DATASET EXCERPTS:
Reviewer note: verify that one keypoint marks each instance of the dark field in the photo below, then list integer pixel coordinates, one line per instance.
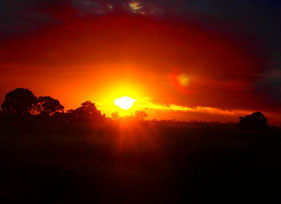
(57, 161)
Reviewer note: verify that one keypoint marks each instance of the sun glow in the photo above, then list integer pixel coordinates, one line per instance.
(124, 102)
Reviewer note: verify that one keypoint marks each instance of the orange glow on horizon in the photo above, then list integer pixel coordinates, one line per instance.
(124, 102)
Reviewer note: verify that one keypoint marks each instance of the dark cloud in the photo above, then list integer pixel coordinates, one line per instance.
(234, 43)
--
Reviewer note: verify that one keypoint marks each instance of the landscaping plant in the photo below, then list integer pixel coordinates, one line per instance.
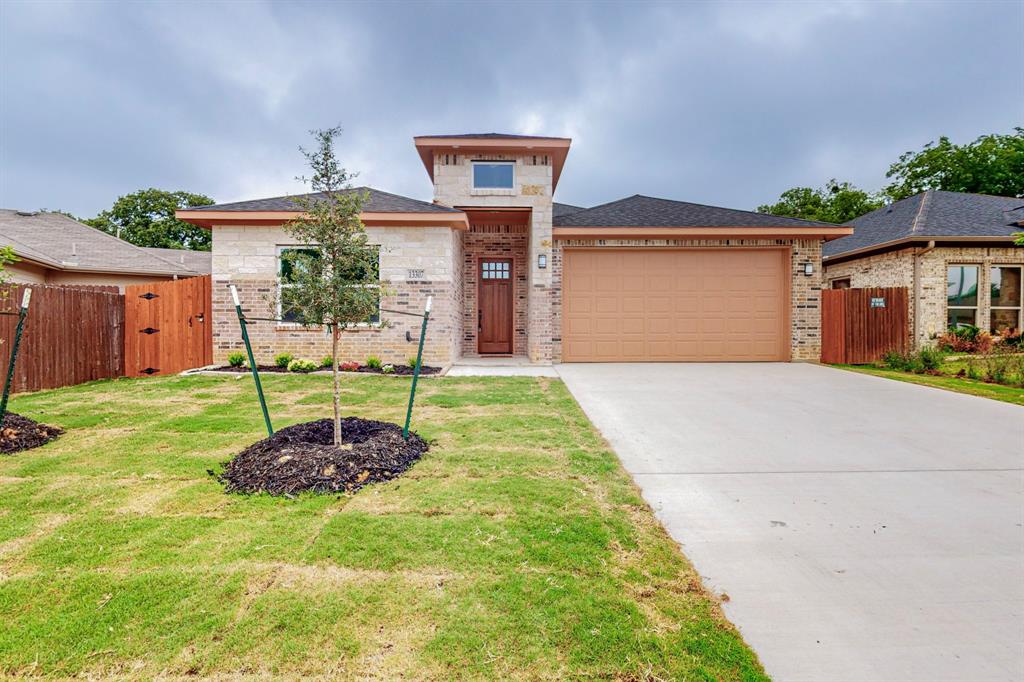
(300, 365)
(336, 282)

WRITTEN REQUEST:
Count the lines above that contain the string "below". Reply with the number only.

SOLUTION TO THE EXERCISE:
2